══ Data rows

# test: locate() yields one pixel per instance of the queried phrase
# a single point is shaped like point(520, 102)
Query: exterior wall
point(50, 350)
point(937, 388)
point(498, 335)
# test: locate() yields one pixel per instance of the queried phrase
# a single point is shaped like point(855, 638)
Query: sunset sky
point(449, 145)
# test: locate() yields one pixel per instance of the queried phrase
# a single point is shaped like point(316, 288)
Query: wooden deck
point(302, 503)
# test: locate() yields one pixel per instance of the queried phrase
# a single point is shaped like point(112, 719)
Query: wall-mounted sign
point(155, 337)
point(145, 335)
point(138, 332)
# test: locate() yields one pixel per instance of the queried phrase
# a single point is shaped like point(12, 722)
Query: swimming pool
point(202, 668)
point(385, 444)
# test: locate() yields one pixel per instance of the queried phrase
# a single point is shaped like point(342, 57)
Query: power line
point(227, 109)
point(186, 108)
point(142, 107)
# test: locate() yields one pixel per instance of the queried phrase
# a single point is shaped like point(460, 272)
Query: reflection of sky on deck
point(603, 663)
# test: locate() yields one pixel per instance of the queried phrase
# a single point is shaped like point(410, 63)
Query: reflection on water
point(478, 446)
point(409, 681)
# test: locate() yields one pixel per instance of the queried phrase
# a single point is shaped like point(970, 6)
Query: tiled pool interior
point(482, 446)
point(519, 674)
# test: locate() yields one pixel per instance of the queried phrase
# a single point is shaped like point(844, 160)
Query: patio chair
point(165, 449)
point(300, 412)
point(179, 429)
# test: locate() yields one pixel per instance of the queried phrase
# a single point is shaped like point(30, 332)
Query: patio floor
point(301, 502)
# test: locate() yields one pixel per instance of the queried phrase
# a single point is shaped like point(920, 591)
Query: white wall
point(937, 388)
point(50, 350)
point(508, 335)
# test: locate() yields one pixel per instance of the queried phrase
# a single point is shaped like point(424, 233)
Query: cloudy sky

════

### Prompt
Pull every line from the records that contains the word "deck" and copy each one out. Uppercase and lowercase letters count as different.

### Task answer
Query: wooden deck
Query: reflection of sky on deck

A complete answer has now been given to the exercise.